TASK A →
Answer these questions from the blog post on rejection:
(i) Why did the first agent pass on The House of Arkhangel'sk?
(ii) What does the post say unpublished writers should never write?
(iii) What has the writer recently started working on?
TASK B →
Please copy word for word the stretch of the blog post on rejection that begins at "The first agent" and ends after "failed to engage.".

SELECTED PASSAGE →
_ _ _ _ _ _ _

Saturday, February 20, 2010

The Big "R" and Where to Go Next

The first agent passed on The House of Arkhangel'sk. The angels and demons, she said, were too human. Well, at least I succeeded in making them what I wanted them to be.

I know I shouldn't let it affect me, but every rejection does, and of course it's worse when it's on a manuscript and not just a query. There's no pretending I missed the "magic words" that get you in the door. It was my writing that failed to engage.

I also know that unpublished writers should never write trilogies or series, but that was what was in my head, so that is what I wrote, and I've recently started working on a second trilogy in the same world. While I realize this is only one rejection, I'm afraid I may be heading for misery by staying on this path. If this book doesn't make it, I am wasting more years of my life on an unattainable goal.

_ _ _ _ _ _ _

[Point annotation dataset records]
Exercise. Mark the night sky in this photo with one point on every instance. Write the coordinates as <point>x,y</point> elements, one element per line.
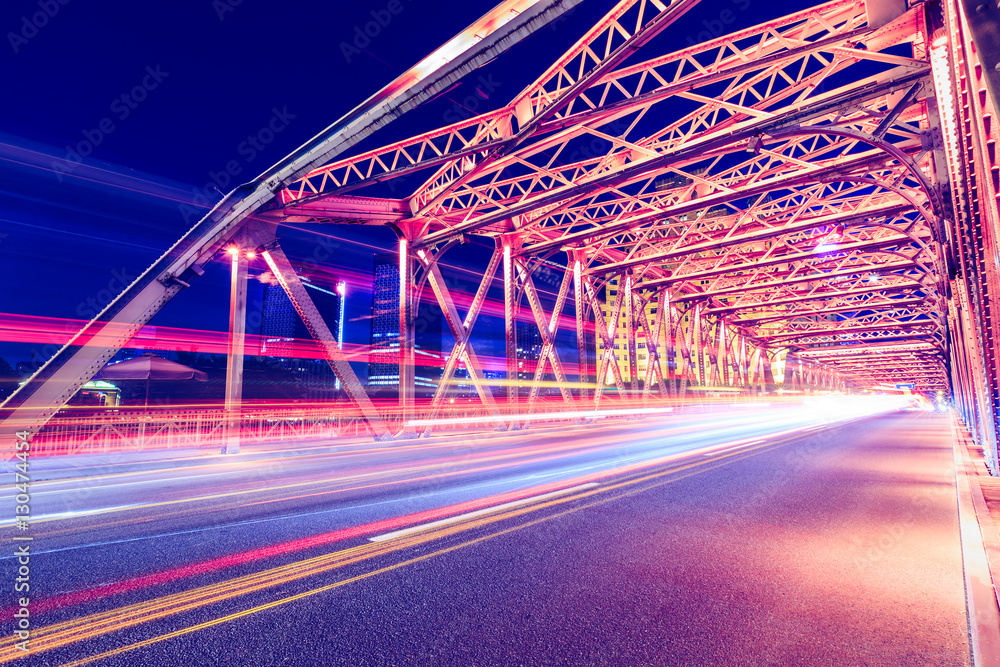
<point>119,117</point>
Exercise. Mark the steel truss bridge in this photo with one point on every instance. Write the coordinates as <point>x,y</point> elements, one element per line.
<point>822,186</point>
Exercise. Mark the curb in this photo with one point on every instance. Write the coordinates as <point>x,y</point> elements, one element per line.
<point>980,551</point>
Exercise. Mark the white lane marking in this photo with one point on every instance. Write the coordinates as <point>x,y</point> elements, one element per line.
<point>65,515</point>
<point>472,515</point>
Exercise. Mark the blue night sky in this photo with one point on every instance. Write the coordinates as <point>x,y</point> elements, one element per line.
<point>119,118</point>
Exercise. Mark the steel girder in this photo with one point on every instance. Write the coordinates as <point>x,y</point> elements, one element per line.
<point>968,114</point>
<point>30,407</point>
<point>758,184</point>
<point>785,215</point>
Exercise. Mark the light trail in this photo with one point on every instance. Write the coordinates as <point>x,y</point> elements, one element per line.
<point>94,625</point>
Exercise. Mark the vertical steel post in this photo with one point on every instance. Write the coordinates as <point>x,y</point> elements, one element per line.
<point>510,326</point>
<point>583,376</point>
<point>633,367</point>
<point>234,352</point>
<point>407,343</point>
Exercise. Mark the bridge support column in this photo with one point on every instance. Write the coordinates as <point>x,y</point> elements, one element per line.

_ _ _ _ _ _ _

EXPECTED OUTPUT A →
(i) The agent said the angels and demons were too human.
(ii) Trilogies or series.
(iii) A second trilogy in the same world.

EXPECTED OUTPUT B →
The first agent passed on The House of Arkhangel'sk. The angels and demons, she said, were too human. Well, at least I succeeded in making them what I wanted them to be.

I know I shouldn't let it affect me, but every rejection does, and of course it's worse when it's on a manuscript and not just a query. There's no pretending I missed the "magic words" that get you in the door. It was my writing that failed to engage.